Existentialism and Lawn Care

This year, I’ve decided to be kinder to my lawn and join my fellow suburbanites in working hard to keep it nice and green, rather than just hoping all the grass dies as soon as possible.

In past years, I used an old-fashioned push mower of 1950s vintage, made of 100% heavy steel. I hated mowing the lawn as a result, and I kept it on the lowest setting so that all the grass would die of thirst by late spring. You could actually look up my neighborhood in Google Maps and see a clear difference between our yard and those of the surrounding houses. Ours was the brown patch, visible from space.

There were several reasons for my vendetta against lawn care and my resulting use of the hand-me-down antique mower. Before we bought our house five years ago, I’d always lived in apartments and never had to care for a yard. Before then, growing up in my parents’ house, they didn’t like mowing the lawn either, so I was always the one stuck doing it. “It builds character,” they said. Phooey. Plus, gas-powered lawn mowers are noisy, dirty, fuel-wasting contraptions that are just plain bad for the environment, both in your yard and from a global standpoint. It also didn’t help that my family had a garage fire when I was a kid, and I’ve had a fear of putting gasoline in a garage ever since. I won’t even put a car in our garage today.

Then, last fall, the old push mower broke after 50+ years of service. One of the steel parts snapped in two. It was impressive. I ended up having to get a new mower, and I settled on one of those newfangled rechargable battery powered mowers.

The fact that it’s a lot lighter and makes cutting the lawn a lot easier has made the act of mowing less dreadful this spring. I’m finding that I’m doing it more often, and that I don’t mind it that much, either. I’m keeping the mower on one of the highest settings possible so that the grass doesn’t require as much moisture to survive, and the result is that our lawn is currently one of the greener-looking ones on our street.

I was feeling good about this until, while mowing yet again on Saturday, the thought hit me: at no time and in no place in human history other than here and now would this be considered a good use of one’s time, let alone rational behavior.

Think about it. In our culture today, it is considered perfectly acceptable — nay, required in many localities — to spend vast amounts of time maintaining a large space where nothing grows on it save grass. And that grass can’t get too long; there are regulations about that, complete with fines for non-compliance.

Records from a data source:
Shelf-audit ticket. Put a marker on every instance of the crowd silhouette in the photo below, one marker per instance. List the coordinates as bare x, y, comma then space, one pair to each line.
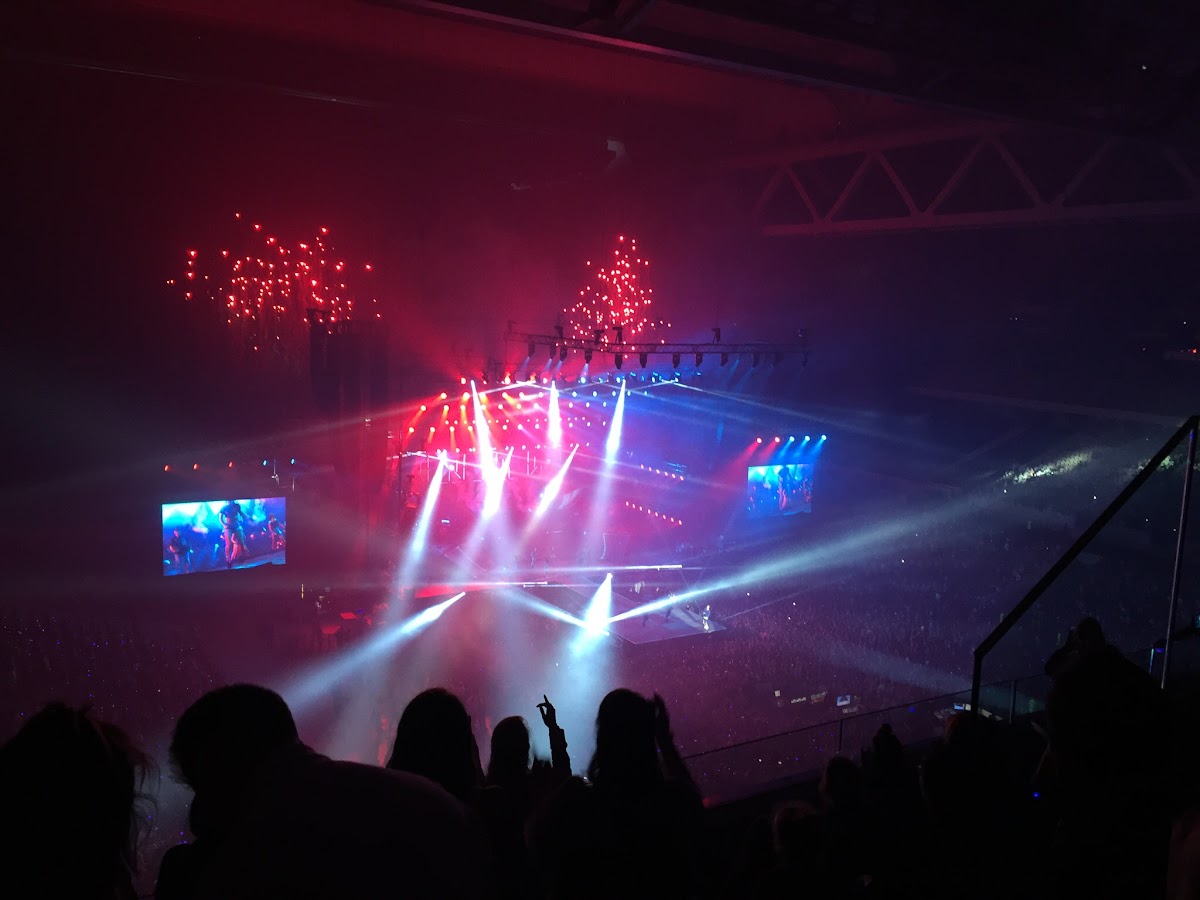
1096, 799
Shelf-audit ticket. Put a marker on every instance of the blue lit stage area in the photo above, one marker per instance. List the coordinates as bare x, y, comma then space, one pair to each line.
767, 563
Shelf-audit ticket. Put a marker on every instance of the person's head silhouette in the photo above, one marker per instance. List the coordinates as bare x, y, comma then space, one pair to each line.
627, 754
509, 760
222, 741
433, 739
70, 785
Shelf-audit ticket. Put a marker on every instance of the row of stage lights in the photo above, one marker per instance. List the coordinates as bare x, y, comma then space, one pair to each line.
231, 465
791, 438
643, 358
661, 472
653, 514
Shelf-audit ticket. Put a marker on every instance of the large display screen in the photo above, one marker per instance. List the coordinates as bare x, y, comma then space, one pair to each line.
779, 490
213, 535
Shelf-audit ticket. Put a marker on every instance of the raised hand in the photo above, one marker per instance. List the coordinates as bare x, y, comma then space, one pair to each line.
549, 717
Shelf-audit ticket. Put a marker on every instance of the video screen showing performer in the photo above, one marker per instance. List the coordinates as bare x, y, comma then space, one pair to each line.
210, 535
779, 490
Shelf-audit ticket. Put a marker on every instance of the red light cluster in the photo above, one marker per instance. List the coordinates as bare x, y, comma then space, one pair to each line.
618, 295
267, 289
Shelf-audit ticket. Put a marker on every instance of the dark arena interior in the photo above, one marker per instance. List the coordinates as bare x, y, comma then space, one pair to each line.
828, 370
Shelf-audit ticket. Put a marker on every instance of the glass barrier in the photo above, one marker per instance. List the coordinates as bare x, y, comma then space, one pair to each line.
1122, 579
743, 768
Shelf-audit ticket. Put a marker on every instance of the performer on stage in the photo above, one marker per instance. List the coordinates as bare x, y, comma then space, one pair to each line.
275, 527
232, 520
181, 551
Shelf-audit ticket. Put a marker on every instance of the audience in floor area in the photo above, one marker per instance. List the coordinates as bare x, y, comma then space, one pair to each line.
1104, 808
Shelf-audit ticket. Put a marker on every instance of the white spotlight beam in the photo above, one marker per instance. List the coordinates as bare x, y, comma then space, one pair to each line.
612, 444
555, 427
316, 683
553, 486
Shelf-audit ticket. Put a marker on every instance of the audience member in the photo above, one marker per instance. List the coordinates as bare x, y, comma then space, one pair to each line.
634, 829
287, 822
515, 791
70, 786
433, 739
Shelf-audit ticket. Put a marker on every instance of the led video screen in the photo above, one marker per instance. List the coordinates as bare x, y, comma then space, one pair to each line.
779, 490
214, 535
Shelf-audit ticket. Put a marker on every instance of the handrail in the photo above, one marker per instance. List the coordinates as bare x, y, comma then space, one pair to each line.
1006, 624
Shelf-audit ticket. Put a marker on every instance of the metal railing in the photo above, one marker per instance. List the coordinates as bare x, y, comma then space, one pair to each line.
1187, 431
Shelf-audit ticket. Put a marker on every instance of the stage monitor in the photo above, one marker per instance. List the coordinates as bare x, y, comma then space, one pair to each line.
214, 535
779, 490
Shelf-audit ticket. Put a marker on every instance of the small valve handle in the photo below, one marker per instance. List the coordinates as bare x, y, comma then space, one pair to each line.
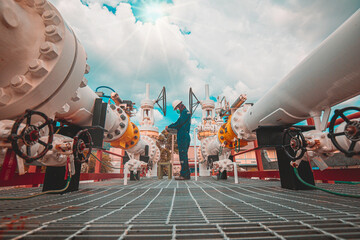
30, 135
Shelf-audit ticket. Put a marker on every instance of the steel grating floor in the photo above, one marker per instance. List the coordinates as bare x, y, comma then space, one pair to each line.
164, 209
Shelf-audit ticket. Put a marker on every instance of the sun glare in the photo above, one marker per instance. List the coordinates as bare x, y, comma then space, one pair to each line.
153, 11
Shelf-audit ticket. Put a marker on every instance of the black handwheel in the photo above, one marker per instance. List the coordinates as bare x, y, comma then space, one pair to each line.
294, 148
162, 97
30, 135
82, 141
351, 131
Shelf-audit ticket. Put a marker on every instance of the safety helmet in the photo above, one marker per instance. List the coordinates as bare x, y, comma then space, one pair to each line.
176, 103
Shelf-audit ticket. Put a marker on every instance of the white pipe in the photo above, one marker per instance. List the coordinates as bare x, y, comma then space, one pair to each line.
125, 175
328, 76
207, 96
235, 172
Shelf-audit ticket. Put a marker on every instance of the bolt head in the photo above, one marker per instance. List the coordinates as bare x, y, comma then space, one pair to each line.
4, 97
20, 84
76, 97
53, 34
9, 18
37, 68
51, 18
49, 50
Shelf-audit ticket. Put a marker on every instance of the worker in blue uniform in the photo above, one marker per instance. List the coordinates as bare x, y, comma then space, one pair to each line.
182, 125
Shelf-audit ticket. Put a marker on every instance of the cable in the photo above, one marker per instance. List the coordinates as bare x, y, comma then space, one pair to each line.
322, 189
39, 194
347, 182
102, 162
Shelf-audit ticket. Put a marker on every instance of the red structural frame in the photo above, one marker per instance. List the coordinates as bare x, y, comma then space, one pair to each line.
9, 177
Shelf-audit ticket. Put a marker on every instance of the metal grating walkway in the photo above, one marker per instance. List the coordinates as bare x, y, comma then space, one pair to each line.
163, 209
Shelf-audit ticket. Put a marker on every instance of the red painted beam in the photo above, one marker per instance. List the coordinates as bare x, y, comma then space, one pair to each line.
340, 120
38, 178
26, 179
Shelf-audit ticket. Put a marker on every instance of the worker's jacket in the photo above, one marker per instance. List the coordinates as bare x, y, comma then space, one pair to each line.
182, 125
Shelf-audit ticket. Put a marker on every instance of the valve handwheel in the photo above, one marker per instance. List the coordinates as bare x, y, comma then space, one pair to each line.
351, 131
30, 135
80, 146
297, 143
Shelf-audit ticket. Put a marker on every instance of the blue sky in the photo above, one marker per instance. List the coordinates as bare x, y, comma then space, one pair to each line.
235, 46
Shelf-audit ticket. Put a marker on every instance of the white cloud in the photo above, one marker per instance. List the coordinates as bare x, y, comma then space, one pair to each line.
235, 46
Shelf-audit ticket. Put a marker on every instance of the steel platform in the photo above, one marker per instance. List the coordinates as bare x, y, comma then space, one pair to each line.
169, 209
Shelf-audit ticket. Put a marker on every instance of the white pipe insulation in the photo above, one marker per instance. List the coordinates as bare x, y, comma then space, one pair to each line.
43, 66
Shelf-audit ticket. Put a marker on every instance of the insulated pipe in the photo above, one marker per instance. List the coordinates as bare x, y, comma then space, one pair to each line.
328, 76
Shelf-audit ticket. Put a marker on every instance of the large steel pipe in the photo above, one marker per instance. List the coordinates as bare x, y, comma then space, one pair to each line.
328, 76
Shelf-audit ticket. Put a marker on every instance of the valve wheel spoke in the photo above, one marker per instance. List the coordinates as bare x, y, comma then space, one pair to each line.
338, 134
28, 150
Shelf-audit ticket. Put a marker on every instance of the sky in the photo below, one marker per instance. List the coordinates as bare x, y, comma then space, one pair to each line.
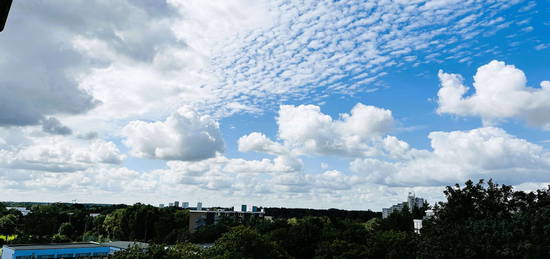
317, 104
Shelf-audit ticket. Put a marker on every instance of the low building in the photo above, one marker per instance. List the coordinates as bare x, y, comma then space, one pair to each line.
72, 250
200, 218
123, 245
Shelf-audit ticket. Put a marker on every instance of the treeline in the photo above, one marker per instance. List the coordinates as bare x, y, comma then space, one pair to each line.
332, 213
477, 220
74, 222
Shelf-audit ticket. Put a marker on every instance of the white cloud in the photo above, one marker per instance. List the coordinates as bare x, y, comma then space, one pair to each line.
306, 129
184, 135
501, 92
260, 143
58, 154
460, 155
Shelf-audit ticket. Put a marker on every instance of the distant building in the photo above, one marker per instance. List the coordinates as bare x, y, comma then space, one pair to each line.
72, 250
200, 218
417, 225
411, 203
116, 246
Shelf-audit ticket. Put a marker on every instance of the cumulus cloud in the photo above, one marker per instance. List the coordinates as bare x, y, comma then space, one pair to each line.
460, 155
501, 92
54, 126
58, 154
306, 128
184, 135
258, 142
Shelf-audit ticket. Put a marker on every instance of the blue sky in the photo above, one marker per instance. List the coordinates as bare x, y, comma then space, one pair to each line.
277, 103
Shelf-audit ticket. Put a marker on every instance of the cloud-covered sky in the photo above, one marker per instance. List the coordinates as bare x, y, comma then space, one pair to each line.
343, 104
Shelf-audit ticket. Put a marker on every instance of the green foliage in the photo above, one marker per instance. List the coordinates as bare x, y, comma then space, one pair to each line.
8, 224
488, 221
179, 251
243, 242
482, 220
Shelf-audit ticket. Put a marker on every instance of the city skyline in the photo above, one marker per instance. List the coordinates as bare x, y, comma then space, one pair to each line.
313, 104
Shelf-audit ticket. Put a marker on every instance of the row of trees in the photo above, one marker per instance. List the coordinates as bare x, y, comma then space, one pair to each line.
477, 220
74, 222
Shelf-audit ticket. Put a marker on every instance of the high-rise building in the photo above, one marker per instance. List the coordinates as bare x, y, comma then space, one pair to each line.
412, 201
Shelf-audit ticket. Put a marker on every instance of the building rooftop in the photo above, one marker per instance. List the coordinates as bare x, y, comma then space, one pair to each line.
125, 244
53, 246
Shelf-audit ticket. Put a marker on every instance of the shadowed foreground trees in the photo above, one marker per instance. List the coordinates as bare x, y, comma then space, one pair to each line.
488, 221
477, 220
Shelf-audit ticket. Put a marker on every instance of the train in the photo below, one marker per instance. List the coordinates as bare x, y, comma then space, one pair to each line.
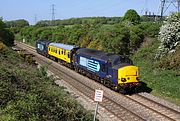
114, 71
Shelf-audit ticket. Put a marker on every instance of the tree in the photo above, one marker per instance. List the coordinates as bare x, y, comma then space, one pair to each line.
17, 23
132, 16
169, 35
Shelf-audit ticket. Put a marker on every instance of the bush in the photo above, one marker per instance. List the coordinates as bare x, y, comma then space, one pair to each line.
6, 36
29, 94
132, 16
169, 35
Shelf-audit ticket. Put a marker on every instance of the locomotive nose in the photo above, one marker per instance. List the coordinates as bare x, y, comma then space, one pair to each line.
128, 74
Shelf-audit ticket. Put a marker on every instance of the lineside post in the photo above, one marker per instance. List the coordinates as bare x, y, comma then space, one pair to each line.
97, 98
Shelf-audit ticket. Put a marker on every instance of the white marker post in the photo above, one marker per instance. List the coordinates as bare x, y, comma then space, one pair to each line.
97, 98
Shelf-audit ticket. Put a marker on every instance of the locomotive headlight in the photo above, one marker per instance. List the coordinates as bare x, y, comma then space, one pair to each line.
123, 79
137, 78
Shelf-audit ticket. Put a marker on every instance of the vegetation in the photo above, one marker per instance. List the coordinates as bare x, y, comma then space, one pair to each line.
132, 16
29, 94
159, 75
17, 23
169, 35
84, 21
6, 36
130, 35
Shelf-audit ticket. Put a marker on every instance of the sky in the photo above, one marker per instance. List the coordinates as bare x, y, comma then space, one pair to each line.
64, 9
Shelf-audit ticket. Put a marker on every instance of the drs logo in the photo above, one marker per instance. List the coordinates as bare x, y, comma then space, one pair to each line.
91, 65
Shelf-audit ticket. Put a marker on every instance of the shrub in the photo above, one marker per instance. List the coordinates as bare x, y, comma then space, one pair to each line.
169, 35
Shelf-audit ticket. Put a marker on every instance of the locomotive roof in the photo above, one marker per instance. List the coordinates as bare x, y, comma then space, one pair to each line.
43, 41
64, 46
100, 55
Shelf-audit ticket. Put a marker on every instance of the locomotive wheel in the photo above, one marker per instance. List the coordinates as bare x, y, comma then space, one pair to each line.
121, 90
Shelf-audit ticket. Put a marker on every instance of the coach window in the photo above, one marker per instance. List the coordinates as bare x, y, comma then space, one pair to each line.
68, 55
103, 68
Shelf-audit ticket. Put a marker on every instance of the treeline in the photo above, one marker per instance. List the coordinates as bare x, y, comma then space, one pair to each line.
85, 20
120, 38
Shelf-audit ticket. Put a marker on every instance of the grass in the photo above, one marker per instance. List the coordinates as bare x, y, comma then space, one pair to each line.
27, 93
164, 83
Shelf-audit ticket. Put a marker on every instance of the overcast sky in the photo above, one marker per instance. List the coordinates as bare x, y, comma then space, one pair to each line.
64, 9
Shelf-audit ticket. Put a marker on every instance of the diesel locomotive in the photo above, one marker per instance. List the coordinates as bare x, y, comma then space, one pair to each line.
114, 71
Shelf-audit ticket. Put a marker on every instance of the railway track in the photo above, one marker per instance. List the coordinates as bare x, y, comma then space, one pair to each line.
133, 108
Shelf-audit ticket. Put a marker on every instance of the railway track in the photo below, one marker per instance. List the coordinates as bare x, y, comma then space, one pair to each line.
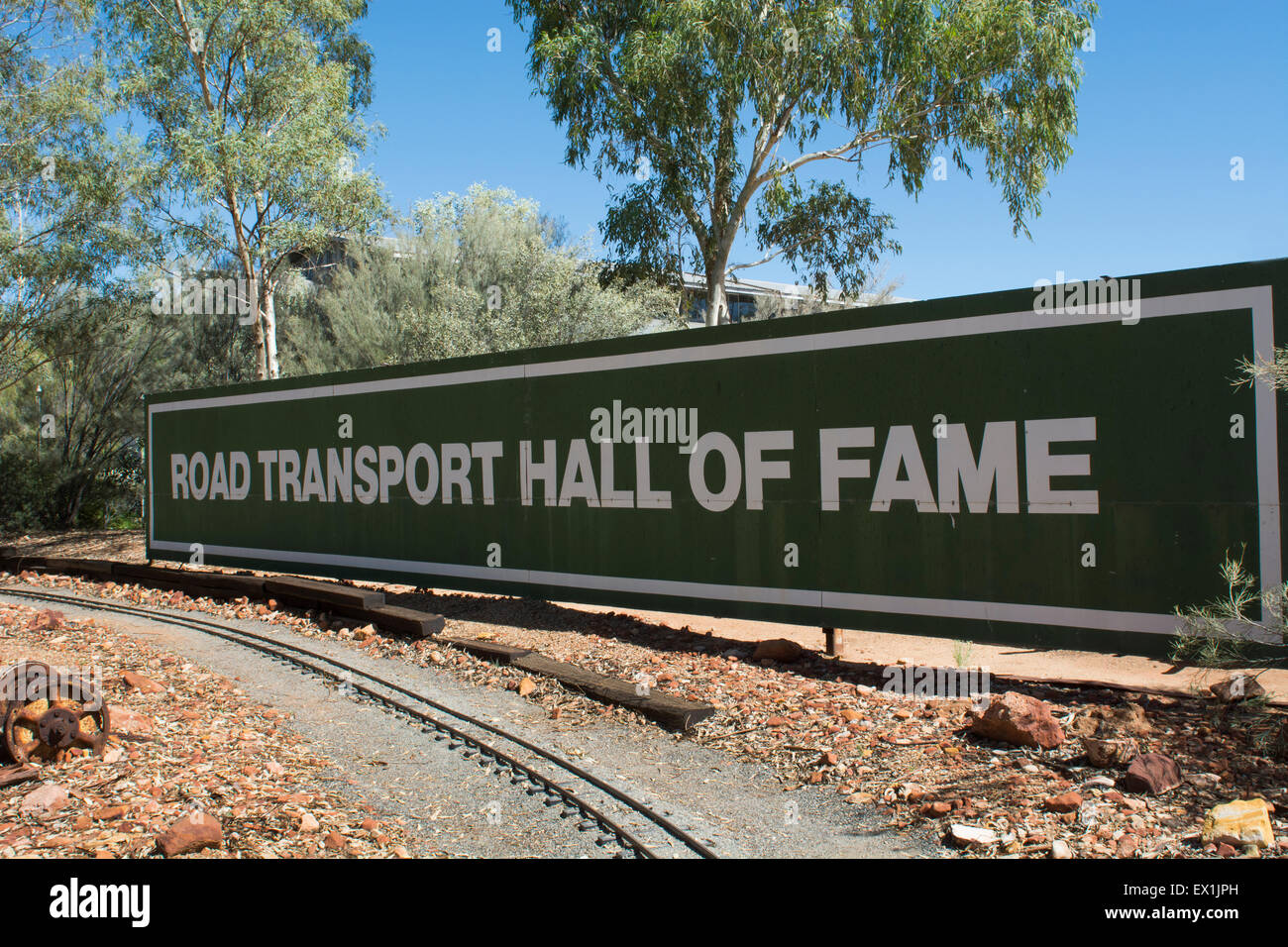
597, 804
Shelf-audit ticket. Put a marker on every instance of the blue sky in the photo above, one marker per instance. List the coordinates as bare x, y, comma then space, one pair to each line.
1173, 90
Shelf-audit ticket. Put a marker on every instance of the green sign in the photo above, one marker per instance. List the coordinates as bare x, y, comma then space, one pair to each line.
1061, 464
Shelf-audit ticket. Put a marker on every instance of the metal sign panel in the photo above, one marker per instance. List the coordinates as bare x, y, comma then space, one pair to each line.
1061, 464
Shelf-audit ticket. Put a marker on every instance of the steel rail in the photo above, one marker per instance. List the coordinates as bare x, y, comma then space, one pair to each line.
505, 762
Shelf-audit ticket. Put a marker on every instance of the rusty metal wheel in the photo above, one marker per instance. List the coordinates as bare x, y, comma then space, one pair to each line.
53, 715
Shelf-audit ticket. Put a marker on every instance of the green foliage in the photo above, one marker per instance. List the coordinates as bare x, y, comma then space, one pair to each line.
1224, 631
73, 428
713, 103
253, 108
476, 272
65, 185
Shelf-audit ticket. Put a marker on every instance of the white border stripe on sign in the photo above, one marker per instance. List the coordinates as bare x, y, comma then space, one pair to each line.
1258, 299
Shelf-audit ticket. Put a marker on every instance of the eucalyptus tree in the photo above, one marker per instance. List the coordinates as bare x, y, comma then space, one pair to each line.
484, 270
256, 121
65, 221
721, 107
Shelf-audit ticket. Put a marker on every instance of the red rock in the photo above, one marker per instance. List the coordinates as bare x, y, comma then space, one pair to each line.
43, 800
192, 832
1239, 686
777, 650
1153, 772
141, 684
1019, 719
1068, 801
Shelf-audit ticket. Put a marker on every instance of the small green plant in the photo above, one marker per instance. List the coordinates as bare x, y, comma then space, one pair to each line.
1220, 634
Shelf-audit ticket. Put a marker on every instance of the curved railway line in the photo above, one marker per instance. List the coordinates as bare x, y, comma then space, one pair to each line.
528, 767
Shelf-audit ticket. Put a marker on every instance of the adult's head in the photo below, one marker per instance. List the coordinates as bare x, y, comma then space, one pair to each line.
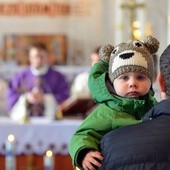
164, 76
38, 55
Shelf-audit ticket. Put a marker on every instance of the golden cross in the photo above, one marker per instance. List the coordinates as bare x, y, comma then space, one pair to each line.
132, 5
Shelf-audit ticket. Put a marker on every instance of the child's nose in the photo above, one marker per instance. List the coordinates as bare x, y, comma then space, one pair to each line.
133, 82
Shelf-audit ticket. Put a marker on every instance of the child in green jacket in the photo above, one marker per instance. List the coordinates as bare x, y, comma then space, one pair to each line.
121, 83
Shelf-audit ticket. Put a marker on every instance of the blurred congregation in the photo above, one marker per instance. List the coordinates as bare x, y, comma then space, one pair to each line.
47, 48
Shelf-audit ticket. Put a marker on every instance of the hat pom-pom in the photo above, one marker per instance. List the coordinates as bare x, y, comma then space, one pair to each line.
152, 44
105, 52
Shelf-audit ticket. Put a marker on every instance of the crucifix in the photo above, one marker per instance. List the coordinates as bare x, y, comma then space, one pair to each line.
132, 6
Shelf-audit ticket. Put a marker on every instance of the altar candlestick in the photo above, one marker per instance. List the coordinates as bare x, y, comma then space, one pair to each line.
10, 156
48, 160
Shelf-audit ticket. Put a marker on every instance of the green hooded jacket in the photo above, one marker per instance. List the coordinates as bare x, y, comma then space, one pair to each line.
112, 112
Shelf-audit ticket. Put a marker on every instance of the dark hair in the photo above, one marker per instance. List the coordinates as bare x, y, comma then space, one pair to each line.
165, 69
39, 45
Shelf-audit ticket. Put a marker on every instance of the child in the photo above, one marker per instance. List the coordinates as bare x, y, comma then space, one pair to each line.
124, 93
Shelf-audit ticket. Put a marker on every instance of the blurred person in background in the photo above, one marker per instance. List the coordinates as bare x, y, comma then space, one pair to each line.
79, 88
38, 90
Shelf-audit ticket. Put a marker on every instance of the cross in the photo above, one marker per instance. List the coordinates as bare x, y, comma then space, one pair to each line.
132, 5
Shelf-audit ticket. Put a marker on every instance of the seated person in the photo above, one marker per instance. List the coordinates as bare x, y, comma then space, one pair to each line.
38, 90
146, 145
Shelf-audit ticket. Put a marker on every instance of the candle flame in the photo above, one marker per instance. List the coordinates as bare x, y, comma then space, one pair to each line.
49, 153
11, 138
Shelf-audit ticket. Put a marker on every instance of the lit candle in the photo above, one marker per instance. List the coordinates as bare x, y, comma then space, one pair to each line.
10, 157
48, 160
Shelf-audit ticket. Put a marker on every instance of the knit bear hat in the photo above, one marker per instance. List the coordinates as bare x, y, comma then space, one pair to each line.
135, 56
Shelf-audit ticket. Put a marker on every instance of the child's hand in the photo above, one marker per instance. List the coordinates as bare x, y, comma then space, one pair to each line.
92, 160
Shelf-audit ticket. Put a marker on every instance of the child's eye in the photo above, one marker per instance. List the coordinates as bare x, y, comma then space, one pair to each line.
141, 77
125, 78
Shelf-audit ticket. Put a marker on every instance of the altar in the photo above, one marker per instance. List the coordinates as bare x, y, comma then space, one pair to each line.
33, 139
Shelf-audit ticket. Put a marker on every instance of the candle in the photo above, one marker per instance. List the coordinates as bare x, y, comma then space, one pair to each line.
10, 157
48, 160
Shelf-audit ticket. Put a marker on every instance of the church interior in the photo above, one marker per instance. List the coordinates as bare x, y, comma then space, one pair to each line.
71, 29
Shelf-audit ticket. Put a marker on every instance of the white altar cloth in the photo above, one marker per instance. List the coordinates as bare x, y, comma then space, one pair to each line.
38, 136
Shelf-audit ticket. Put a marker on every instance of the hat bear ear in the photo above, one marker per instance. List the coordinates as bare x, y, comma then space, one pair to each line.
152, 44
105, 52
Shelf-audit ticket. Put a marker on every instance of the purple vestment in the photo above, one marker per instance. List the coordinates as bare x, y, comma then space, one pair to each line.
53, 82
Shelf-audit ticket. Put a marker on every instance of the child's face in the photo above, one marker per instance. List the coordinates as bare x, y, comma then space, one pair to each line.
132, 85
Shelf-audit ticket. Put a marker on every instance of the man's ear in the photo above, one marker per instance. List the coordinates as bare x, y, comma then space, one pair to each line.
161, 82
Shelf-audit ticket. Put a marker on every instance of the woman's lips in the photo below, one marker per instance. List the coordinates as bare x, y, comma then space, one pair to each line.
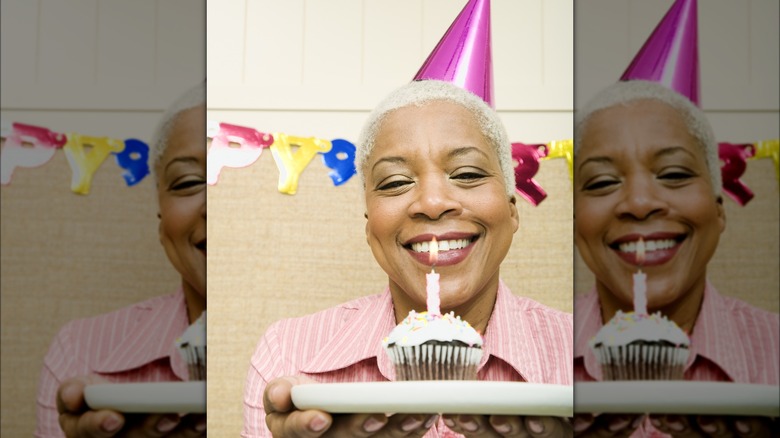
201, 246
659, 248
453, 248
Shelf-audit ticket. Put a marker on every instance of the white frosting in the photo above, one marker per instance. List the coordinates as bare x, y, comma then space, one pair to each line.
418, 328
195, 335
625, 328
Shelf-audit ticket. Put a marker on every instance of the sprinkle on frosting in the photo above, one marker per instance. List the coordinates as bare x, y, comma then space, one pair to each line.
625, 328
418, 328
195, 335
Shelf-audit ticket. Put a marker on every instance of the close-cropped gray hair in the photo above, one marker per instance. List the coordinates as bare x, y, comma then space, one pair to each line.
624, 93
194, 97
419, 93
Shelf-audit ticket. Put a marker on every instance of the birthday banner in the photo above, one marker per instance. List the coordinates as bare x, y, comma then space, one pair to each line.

▸ Short problem:
From the text on existentialism and lawn care, reproduce the passage that opens with the words containing "There were several" and closes with "our garage today.", swapping "vendetta" for "grudge".

▸ Written answer:
There were several reasons for my grudge against lawn care and my resulting use of the hand-me-down antique mower. Before we bought our house five years ago, I’d always lived in apartments and never had to care for a yard. Before then, growing up in my parents’ house, they didn’t like mowing the lawn either, so I was always the one stuck doing it. “It builds character,” they said. Phooey. Plus, gas-powered lawn mowers are noisy, dirty, fuel-wasting contraptions that are just plain bad for the environment, both in your yard and from a global standpoint. It also didn’t help that my family had a garage fire when I was a kid, and I’ve had a fear of putting gasoline in a garage ever since. I won’t even put a car in our garage today.